**Aim of the exercise:** Find the line containing "For every instance of the gravel". Reproduce it and every line after it up to the end of the records, exactly as written.

**Working data:**
______
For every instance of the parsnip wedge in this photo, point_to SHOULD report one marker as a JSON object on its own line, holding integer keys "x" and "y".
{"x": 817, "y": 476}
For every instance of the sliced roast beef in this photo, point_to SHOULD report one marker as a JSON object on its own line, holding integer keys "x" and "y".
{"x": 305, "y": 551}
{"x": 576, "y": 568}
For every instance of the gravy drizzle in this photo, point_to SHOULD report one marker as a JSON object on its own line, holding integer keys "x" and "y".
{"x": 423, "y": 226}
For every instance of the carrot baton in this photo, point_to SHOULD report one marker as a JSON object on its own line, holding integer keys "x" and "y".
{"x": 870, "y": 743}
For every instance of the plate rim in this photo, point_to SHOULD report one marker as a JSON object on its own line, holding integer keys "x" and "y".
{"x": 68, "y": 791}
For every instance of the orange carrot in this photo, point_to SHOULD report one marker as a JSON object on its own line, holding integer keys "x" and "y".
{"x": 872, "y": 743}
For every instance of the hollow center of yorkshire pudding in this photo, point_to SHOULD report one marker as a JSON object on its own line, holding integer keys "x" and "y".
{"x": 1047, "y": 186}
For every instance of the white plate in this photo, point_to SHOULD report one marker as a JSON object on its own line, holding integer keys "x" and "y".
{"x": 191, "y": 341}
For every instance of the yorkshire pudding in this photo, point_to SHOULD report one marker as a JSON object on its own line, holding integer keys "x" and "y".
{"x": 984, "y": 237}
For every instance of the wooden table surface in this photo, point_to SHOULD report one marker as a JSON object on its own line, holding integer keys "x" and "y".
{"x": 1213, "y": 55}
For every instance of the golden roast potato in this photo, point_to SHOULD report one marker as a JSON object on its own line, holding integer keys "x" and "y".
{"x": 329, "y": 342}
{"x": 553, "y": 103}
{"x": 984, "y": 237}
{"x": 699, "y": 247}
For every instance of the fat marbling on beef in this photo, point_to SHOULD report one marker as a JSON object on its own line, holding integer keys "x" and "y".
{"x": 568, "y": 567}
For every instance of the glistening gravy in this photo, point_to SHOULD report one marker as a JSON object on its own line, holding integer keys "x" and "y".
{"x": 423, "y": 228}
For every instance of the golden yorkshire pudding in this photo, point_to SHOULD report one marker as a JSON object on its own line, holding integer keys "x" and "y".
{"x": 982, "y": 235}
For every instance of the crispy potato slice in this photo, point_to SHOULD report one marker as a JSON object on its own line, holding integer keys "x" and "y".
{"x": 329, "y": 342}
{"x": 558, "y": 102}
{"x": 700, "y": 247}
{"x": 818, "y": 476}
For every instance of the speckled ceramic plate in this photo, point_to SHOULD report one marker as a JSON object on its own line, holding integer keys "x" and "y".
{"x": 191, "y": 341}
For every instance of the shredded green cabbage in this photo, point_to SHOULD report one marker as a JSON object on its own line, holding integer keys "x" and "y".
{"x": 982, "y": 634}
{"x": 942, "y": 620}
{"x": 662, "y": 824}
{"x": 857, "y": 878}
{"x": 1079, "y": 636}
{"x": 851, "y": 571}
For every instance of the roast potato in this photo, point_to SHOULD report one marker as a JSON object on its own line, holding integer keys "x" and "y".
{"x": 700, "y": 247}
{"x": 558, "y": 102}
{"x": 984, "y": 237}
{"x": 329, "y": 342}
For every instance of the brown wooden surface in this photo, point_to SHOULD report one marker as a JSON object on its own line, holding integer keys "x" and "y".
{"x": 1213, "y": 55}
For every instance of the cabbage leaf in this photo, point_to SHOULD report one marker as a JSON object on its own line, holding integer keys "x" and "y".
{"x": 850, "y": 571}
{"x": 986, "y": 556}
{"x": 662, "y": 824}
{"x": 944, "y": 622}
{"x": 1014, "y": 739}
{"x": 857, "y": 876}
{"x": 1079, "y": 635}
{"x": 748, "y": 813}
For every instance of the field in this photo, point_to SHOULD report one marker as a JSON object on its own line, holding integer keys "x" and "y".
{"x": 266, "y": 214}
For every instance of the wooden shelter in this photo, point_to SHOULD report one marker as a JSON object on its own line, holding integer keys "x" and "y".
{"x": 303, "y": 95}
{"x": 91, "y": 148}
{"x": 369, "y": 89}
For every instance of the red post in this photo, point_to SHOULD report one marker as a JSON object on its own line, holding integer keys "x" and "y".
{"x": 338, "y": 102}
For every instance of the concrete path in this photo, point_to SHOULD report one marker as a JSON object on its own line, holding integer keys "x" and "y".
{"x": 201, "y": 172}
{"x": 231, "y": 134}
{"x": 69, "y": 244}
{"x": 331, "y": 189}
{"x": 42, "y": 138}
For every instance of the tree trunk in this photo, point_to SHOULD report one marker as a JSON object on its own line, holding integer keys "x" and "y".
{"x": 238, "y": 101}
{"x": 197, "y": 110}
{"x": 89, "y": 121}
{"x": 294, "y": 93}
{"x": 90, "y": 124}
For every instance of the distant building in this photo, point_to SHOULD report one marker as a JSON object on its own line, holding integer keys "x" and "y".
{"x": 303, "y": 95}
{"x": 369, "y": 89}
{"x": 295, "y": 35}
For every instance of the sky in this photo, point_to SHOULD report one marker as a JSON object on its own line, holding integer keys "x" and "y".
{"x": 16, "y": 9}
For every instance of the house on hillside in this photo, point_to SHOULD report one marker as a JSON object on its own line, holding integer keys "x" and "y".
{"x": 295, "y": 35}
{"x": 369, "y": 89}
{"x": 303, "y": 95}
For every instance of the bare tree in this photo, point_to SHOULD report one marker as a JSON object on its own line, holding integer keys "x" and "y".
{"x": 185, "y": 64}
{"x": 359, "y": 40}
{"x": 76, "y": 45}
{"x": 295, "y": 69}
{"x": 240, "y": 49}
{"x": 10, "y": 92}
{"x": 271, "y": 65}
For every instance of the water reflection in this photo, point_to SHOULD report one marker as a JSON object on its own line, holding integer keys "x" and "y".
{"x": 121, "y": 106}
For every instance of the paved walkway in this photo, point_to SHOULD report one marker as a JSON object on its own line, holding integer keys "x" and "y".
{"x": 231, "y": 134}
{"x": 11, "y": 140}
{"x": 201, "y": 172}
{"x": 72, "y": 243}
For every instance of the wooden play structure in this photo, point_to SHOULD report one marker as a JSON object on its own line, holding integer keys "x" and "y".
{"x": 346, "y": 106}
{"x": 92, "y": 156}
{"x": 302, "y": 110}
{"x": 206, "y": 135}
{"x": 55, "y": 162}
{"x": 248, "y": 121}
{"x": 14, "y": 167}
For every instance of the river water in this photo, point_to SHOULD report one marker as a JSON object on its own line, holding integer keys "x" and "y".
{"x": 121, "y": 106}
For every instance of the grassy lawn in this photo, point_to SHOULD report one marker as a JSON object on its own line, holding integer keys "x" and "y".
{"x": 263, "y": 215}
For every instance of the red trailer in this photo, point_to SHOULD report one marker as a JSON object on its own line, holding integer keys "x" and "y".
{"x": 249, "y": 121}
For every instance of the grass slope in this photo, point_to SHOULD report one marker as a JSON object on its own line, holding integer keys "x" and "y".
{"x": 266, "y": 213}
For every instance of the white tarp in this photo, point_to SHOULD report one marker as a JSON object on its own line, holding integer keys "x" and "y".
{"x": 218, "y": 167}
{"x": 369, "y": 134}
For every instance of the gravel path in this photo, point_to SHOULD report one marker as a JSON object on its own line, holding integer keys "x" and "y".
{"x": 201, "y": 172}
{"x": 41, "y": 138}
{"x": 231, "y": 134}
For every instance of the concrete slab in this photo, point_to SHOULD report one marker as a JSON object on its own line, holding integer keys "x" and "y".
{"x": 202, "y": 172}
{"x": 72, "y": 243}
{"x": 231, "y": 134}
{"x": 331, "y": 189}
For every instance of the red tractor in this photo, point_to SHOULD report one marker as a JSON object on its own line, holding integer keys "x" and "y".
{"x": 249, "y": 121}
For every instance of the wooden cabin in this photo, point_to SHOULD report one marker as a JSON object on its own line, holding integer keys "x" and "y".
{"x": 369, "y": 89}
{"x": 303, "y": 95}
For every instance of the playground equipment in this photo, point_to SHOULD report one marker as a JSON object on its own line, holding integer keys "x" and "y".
______
**Result for this task:**
For every instance of the gravel path in this photo, point_to SHOULD report one marker as a JSON object on its own line, holding integer keys "x" and "y".
{"x": 201, "y": 172}
{"x": 41, "y": 138}
{"x": 231, "y": 134}
For every instance of the concrete slab in this photo, point_to SHOULD report one marker as a JSON object on its own line, holding integer keys "x" and "y".
{"x": 202, "y": 172}
{"x": 72, "y": 243}
{"x": 231, "y": 134}
{"x": 331, "y": 189}
For every instance of the red tractor in this photo, point_to SHOULD report one marker as a JSON object on its own line, holding integer keys "x" and "y".
{"x": 249, "y": 121}
For every instance of the wooden cabin in this photo, point_to SHOULD report one marker as a JSON object on its own line, holding integer keys "x" and "y".
{"x": 369, "y": 89}
{"x": 303, "y": 95}
For every instance of the playground equipment in this photo, point_to SHOULD report one marker as a JSON object on its own line, holding integer keys "x" and "y".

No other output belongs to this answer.